Given information:
--------

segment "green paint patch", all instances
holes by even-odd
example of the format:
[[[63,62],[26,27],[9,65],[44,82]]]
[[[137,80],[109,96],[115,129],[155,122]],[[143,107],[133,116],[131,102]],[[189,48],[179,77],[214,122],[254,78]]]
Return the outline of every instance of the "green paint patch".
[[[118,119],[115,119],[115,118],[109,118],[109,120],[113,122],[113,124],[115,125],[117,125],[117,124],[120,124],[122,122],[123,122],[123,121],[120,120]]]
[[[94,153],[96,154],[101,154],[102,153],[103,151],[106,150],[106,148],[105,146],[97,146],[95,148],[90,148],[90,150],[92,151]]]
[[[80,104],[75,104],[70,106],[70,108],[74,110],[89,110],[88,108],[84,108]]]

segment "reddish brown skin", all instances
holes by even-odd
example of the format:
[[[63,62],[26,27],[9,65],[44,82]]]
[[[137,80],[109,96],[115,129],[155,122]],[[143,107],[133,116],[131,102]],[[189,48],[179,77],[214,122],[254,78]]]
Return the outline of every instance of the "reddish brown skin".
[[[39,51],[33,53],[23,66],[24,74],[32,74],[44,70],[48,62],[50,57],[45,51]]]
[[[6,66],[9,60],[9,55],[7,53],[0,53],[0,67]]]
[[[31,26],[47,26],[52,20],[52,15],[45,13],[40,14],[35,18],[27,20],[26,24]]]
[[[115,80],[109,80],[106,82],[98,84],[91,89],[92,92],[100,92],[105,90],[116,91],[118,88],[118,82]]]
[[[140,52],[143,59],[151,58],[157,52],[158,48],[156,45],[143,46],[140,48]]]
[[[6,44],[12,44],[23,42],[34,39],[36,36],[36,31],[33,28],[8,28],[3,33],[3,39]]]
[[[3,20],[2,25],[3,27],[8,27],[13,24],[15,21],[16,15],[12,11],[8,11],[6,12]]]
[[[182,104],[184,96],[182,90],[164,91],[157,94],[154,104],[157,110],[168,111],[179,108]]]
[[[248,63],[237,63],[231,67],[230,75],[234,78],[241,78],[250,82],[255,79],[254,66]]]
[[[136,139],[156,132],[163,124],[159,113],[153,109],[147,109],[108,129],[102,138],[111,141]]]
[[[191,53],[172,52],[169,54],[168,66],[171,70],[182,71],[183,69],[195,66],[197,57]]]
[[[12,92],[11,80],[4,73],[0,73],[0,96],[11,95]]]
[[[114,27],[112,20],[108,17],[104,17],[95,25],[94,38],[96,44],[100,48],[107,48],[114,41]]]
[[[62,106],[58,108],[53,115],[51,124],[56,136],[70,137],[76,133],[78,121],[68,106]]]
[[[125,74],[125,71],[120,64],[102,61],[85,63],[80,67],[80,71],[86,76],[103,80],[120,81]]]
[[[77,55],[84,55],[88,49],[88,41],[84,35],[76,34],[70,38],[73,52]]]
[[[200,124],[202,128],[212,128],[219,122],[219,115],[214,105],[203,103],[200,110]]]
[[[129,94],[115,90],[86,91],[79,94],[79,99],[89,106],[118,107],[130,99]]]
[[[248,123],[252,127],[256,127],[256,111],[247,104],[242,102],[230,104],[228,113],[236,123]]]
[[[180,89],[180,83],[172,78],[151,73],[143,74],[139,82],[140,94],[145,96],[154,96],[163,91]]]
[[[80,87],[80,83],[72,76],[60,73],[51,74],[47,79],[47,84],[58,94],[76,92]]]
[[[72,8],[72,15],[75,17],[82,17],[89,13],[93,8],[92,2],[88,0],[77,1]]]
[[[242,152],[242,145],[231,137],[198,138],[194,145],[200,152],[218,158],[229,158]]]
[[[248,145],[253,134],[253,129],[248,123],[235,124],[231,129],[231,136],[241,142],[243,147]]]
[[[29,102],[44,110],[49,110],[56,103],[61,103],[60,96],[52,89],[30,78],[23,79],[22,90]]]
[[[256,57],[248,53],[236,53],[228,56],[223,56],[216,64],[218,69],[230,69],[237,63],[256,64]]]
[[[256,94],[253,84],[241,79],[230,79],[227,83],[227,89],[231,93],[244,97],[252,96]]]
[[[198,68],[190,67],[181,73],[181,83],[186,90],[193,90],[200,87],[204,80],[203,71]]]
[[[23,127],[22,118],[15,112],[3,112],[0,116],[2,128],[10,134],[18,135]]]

--------

To do:
Restate each record exactly as written.

The answer:
segment "green paint patch", all instances
holes by even-odd
example of the format:
[[[63,62],[26,27],[9,65],[44,82]]]
[[[137,80],[109,96],[115,129],[155,122]],[[143,107],[133,116],[131,102]],[[189,48],[179,77],[214,122],[254,78]]]
Return the outline of every instance of the "green paint patch".
[[[118,119],[115,119],[115,118],[109,118],[109,120],[113,122],[113,124],[115,125],[117,125],[117,124],[120,124],[122,122],[123,122],[123,121],[120,120]]]
[[[94,153],[96,154],[101,154],[102,153],[103,151],[106,150],[106,148],[105,146],[97,146],[95,148],[90,148],[90,150],[92,151]]]
[[[80,104],[75,104],[70,106],[70,108],[74,110],[89,110],[88,108],[84,108]]]

segment "reddish brown skin", all instances
holes by even-odd
example of the format:
[[[63,62],[26,27],[9,65],[44,82]]]
[[[137,80],[109,96],[115,129],[155,122]],[[143,107],[133,116],[131,102]],[[189,48],[179,77],[214,122],[254,78]]]
Return the outline of every instance of the "reddish brown skin".
[[[39,51],[33,53],[23,66],[24,74],[32,74],[44,70],[48,62],[50,57],[45,51]]]
[[[6,66],[9,60],[9,55],[7,53],[0,53],[0,67]]]
[[[31,26],[47,26],[52,20],[52,15],[45,13],[40,14],[35,18],[27,20],[26,24]]]
[[[115,80],[109,80],[106,82],[98,84],[91,89],[92,92],[100,92],[105,90],[116,91],[118,88],[118,82]]]
[[[140,52],[143,59],[151,58],[157,52],[158,48],[156,45],[143,46],[140,48]]]
[[[6,44],[12,44],[23,42],[34,39],[36,36],[36,31],[33,28],[8,28],[3,33],[3,39]]]
[[[3,20],[2,25],[3,27],[8,27],[13,24],[15,21],[16,15],[12,11],[8,11],[6,12]]]
[[[182,104],[184,96],[182,90],[164,91],[157,94],[154,104],[157,110],[168,111],[179,108]]]
[[[248,63],[237,63],[231,67],[230,75],[234,78],[241,78],[250,82],[255,79],[254,66]]]
[[[136,139],[156,132],[163,124],[159,113],[153,109],[147,109],[108,129],[102,138],[111,141]]]
[[[191,53],[172,52],[169,54],[168,66],[171,70],[182,71],[183,69],[195,66],[197,57]]]
[[[12,92],[11,80],[4,73],[0,73],[0,96],[11,95]]]
[[[114,27],[112,20],[108,17],[104,17],[95,25],[94,38],[96,44],[100,48],[107,48],[114,41]]]
[[[62,106],[58,108],[53,115],[51,124],[56,136],[70,137],[76,133],[78,121],[68,106]]]
[[[125,74],[125,71],[120,64],[102,61],[85,63],[80,67],[80,71],[86,76],[103,80],[120,81]]]
[[[77,55],[84,55],[88,49],[88,41],[84,35],[76,34],[70,38],[73,52]]]
[[[200,124],[202,128],[212,128],[219,122],[219,115],[214,105],[203,103],[200,110]]]
[[[129,94],[115,90],[86,91],[79,94],[79,99],[89,106],[118,107],[130,99]]]
[[[248,123],[252,127],[256,127],[256,111],[247,104],[242,102],[230,104],[228,113],[236,123]]]
[[[180,89],[180,83],[172,78],[151,73],[143,74],[139,82],[140,94],[145,96],[154,96],[163,91]]]
[[[80,87],[80,83],[72,76],[60,73],[51,74],[47,79],[47,84],[58,94],[76,92]]]
[[[72,8],[72,15],[75,17],[82,17],[89,13],[93,8],[92,2],[88,0],[77,1]]]
[[[242,152],[242,145],[231,137],[198,138],[194,145],[200,152],[218,158],[229,158]]]
[[[248,145],[253,134],[253,129],[248,123],[235,124],[231,129],[231,136],[241,142],[243,147]]]
[[[29,102],[44,110],[49,110],[56,103],[61,103],[60,96],[52,89],[30,78],[23,79],[22,90]]]
[[[256,57],[248,53],[236,53],[228,56],[223,56],[216,64],[218,69],[230,69],[237,63],[256,64]]]
[[[256,94],[253,84],[241,79],[230,79],[227,83],[227,89],[231,93],[244,97],[252,96]]]
[[[198,68],[190,67],[181,73],[181,83],[186,90],[193,90],[200,87],[204,80],[203,71]]]
[[[23,127],[22,118],[15,112],[3,112],[0,116],[2,128],[10,134],[18,135]]]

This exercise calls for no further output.